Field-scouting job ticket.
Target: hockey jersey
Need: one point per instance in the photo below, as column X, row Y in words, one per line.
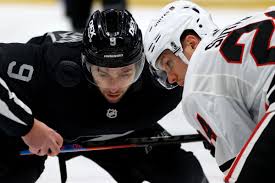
column 226, row 84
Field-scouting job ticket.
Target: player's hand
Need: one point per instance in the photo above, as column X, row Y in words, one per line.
column 42, row 140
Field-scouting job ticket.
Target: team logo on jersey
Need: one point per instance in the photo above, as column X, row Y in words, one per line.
column 91, row 31
column 111, row 113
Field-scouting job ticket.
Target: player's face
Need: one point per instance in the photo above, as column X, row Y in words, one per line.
column 173, row 66
column 113, row 82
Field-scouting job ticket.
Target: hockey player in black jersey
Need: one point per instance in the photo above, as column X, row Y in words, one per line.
column 100, row 87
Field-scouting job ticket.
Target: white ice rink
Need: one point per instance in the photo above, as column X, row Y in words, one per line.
column 21, row 22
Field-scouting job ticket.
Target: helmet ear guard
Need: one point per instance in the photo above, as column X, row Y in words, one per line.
column 165, row 30
column 112, row 39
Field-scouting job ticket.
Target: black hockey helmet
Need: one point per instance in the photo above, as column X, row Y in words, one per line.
column 112, row 39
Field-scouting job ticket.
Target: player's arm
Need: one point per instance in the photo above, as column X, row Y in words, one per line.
column 257, row 153
column 21, row 79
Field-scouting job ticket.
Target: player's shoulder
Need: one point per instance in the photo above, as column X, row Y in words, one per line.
column 57, row 37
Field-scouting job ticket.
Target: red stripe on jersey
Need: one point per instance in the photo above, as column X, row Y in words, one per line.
column 234, row 165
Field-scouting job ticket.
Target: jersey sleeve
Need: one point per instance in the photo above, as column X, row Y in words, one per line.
column 20, row 75
column 221, row 126
column 15, row 116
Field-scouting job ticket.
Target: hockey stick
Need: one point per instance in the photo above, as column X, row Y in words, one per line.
column 90, row 145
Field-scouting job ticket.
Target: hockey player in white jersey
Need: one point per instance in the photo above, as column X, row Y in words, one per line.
column 228, row 79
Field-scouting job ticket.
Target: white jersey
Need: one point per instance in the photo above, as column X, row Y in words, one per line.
column 225, row 91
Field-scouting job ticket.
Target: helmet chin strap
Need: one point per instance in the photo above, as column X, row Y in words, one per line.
column 182, row 56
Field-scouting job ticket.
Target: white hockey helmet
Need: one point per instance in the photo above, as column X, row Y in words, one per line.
column 166, row 28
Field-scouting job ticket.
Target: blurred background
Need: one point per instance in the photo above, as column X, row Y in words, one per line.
column 22, row 19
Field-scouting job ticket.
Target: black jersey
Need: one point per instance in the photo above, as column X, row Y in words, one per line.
column 52, row 84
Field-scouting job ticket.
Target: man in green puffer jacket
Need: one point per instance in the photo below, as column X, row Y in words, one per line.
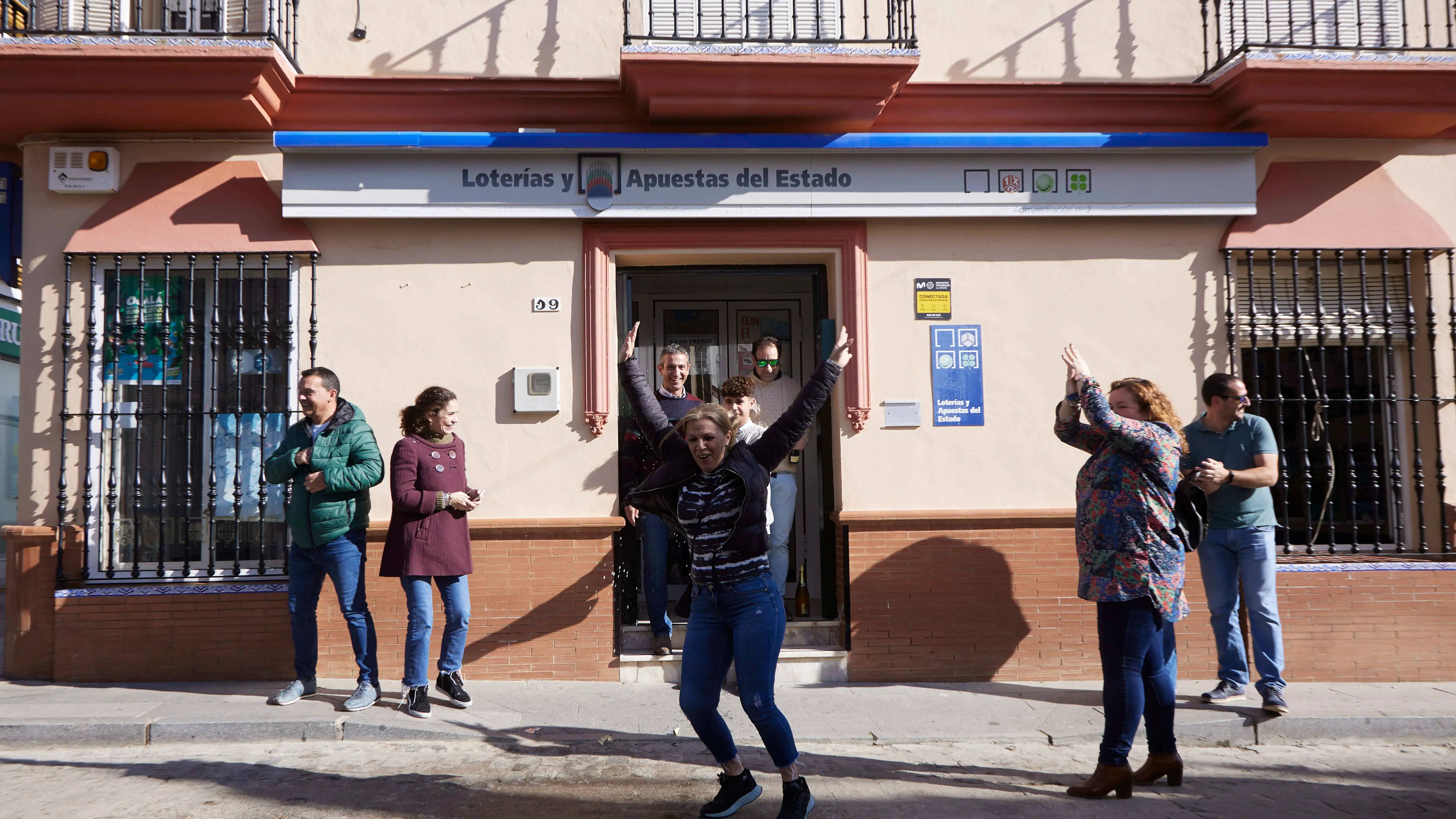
column 332, row 460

▬▬▬

● **OBJECTIVE**:
Please copy all of the records above word for word, leaving out the pictures.

● **ANSWER TO THE PROBLEM**:
Field-scouting job ticket.
Target: hockey jersey
Need: one point per instance in the photo below, as column X, row Y in words, one per line.
column 226, row 84
Field-scouting job ticket.
Target: player's hand
Need: one point per instance in the photo above, as column X, row Y in words, one per line.
column 42, row 140
Field-scouting job ticket.
Target: team logo on jersey
Need: one point per instance in the photo above, as column X, row Y in words, one per line.
column 91, row 31
column 111, row 113
Field-scouting job ticket.
Target: player's face
Need: one point per instance in the photo above, as column X, row Y in words, one per line.
column 173, row 66
column 113, row 82
Field-scouting job ticket.
Target: hockey player in black jersey
Need: one point per instance in the photo above, as column X, row Y in words, one per line.
column 100, row 87
Field-scouting job ticket.
Target: white ice rink
Need: one point per instance in the photo above, as column X, row Y in words, one per line.
column 21, row 22
Field-scouting job ticket.
Target: helmet ear guard
Need: one point per instance in the photo above, as column X, row Y in words, one per line.
column 165, row 30
column 112, row 39
Field-scouting job ticket.
Target: black hockey helmet
Need: one point per instance in the photo above, as column X, row Y in words, one per line.
column 112, row 39
Field-scouting job ticket.
Target: player's arm
Need: one point per instance in the photo above, as column X, row Y in words, one per line.
column 257, row 153
column 21, row 79
Field-scouting job ticket.
Target: player's shoulder
Need: one point per instance in the photo above, as column X, row Y in words, one per line.
column 57, row 37
Field-scouting job ticket.
Target: red stripe on jersey
Need: one point per instance in the photo above, as column X, row Y in words, one per line.
column 234, row 165
Field-scouting job ticket.
Target: jersey sleeve
Need: one point per instance in the photo above, as column X, row Y in words, one per line.
column 20, row 75
column 221, row 126
column 15, row 116
Field-scouting job ticket.
Target: hockey stick
Need: one point per instance in the photo above, as column X, row Y in words, one per line.
column 90, row 145
Field-scouting job ticket.
Target: hockey player in white jersey
Need: one point per instance in the photo above, as column X, row Y in words, one per line.
column 228, row 79
Field-scouting job ticket.
Target: white jersey
Need: one point per instance in the photo above, as column X, row Y in words, one per line.
column 225, row 91
Field-scouting job ticket.
Target: helmet chin strap
Need: one point per instance in the photo above, as column X, row Y in words, one per line.
column 182, row 56
Field-scouting job ticket.
Target: white hockey helmet
Need: one point per instance in the photo above, as column X, row Y in words, one per line.
column 166, row 28
Field-scouting job ticket.
Target: blurred background
Need: one point per instance in the photo above, as column X, row Y in words, one per line.
column 22, row 19
Field-scouting job ticket.
Target: black jersey
Need: one point per instance in the photo above, as column X, row Y in words, one per line.
column 52, row 84
Field-scouting job ticket.
Target: man in green puffer jacket
Need: one point per instance in the photo below, as column X, row Y in words, one per line.
column 332, row 460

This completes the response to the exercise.